──────── THE RECORDS
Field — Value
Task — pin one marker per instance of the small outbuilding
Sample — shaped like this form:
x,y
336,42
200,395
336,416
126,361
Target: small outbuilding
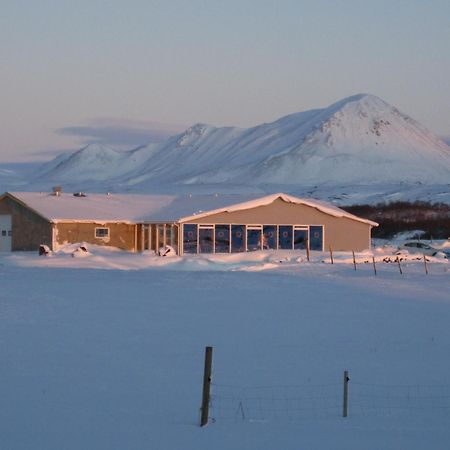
x,y
190,223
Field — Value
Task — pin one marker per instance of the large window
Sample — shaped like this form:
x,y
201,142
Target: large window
x,y
269,237
222,238
285,237
254,238
316,237
100,233
206,239
237,238
190,238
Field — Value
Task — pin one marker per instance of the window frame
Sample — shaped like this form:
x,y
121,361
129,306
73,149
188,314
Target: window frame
x,y
102,237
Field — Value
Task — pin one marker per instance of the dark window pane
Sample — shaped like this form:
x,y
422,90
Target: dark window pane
x,y
206,240
300,239
237,238
285,237
222,239
254,240
316,238
269,237
102,232
190,238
────────────────
_EXERCISE BRIEF_
Copy out all the data without changing anything, and drop the pictures.

_EXERCISE RESPONSE_
Field — Value
Task — pin one marker per instance of the small outbuilding
Sample — shaped like this form:
x,y
336,42
200,395
336,416
126,361
Target: small outbuilding
x,y
190,223
Field — Value
Task — pin one marker per instance of the large window
Sample — shaped like this form:
x,y
201,142
Target: large window
x,y
269,237
222,238
285,237
254,238
316,237
100,233
206,239
237,238
190,238
Field — Value
Task — pin one marker per instance of the window frame
Sample — shaped like this form:
x,y
121,361
129,306
73,149
188,314
Target: window frame
x,y
102,237
Field — Value
Task — pin one marker per instance of the dark window pane
Sample — shaped like this form:
x,y
422,90
Target: dark window pane
x,y
206,240
300,239
237,238
285,237
222,239
254,240
316,238
269,237
102,232
190,238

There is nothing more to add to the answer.